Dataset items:
::::::::

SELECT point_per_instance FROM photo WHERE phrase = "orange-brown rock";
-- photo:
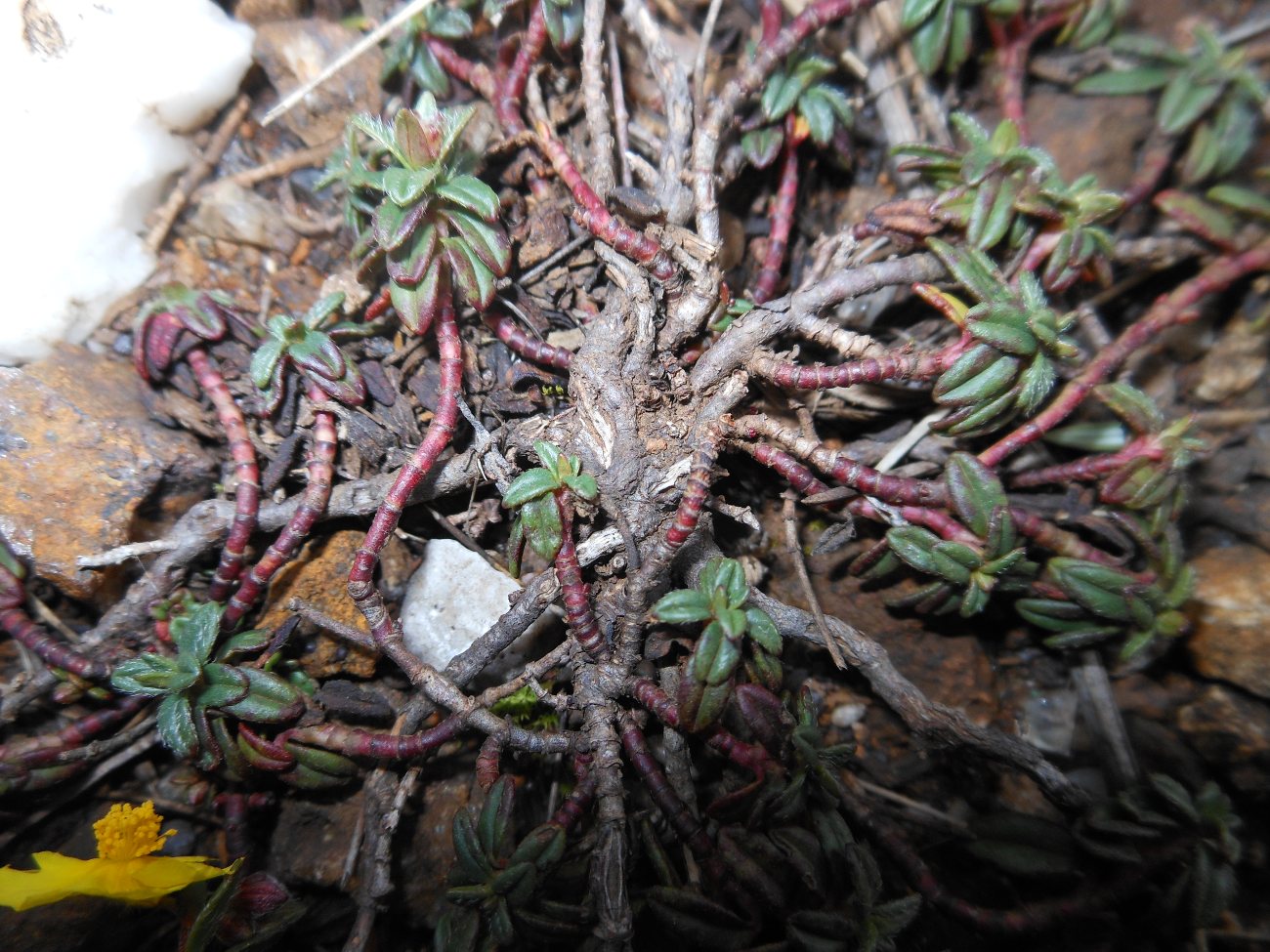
(80, 458)
(317, 575)
(1231, 614)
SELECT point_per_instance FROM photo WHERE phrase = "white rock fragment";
(451, 600)
(96, 93)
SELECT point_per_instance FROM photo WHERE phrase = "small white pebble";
(846, 715)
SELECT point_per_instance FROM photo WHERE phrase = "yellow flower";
(123, 868)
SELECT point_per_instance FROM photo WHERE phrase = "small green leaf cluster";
(410, 56)
(943, 30)
(965, 575)
(178, 309)
(719, 600)
(1151, 816)
(564, 21)
(1011, 367)
(197, 690)
(822, 108)
(310, 347)
(533, 494)
(1220, 215)
(997, 189)
(1210, 94)
(418, 211)
(1084, 601)
(494, 883)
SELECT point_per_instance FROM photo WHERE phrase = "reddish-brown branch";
(1014, 43)
(525, 346)
(575, 593)
(379, 306)
(782, 215)
(511, 89)
(575, 805)
(752, 757)
(723, 110)
(360, 582)
(313, 504)
(246, 494)
(377, 745)
(917, 364)
(591, 214)
(474, 74)
(1091, 468)
(658, 787)
(1168, 311)
(33, 753)
(49, 648)
(841, 468)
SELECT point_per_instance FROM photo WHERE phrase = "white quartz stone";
(94, 93)
(451, 600)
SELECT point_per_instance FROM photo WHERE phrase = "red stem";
(1168, 311)
(918, 364)
(37, 752)
(1091, 468)
(575, 593)
(246, 494)
(697, 490)
(511, 90)
(574, 807)
(525, 346)
(783, 207)
(658, 787)
(313, 504)
(473, 74)
(897, 490)
(377, 745)
(1014, 51)
(360, 583)
(47, 647)
(595, 217)
(752, 757)
(375, 310)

::::::::

→ What this task involves
Every line in the records is to be retyped exactly as it stands; the pictures stay out.

→ Response to this task
SELECT point_per_instance FROM photo WHERE phrase = "orange-brown rock";
-- photo:
(80, 458)
(317, 575)
(1231, 614)
SELECT point_per_instance FROM photo WHERE phrase = "white rock fragment";
(451, 600)
(96, 93)
SELECT point_per_instance FROM photo WHERE phrase = "small white pebble";
(846, 715)
SELECT point_per_instance FROM photo WHERE phrase = "yellow flower";
(123, 868)
SELECT point_per_instance FROM photo WHERE phrase = "small green leaf cluster";
(410, 56)
(943, 30)
(965, 575)
(178, 309)
(719, 600)
(1151, 816)
(564, 21)
(1011, 367)
(197, 690)
(822, 108)
(310, 347)
(533, 494)
(1220, 215)
(997, 189)
(1210, 94)
(418, 211)
(1084, 601)
(494, 883)
SELECT point_per_instance FROM photo WHERE phrase = "reddish-brown branch";
(1014, 43)
(525, 346)
(575, 593)
(379, 306)
(782, 215)
(511, 89)
(575, 805)
(752, 757)
(723, 110)
(360, 582)
(313, 504)
(246, 494)
(377, 745)
(917, 364)
(591, 214)
(474, 74)
(1091, 468)
(658, 787)
(1168, 311)
(33, 753)
(49, 648)
(841, 468)
SELECT point_per_instance FROM photo WHERE phrase = "white quartz stone";
(94, 93)
(451, 600)
SELECT point_per_instance FROM photo WHERE phrase = "red stem";
(1168, 311)
(918, 364)
(37, 752)
(1091, 468)
(575, 593)
(246, 494)
(697, 490)
(511, 90)
(574, 807)
(525, 346)
(783, 207)
(658, 787)
(313, 504)
(473, 74)
(897, 490)
(377, 745)
(1014, 51)
(360, 583)
(47, 647)
(595, 217)
(752, 757)
(375, 310)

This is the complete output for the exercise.